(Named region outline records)

• • • •

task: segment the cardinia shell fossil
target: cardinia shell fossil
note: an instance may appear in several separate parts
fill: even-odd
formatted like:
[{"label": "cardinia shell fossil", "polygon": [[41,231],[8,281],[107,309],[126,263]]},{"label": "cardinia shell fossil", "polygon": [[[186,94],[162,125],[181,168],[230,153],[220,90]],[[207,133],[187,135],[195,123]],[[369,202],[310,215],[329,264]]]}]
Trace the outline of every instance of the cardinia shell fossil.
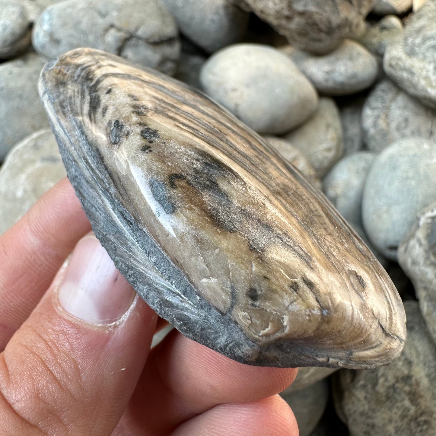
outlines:
[{"label": "cardinia shell fossil", "polygon": [[90,49],[48,64],[39,89],[95,234],[183,334],[254,365],[370,368],[398,356],[405,317],[385,270],[225,109]]}]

• • • •

• Problem statement
Report every line of the rows above that contains the word "instance".

• The response
note: an instance may appear in several separate parts
Trace the outline of every instance of the cardinia shell fossil.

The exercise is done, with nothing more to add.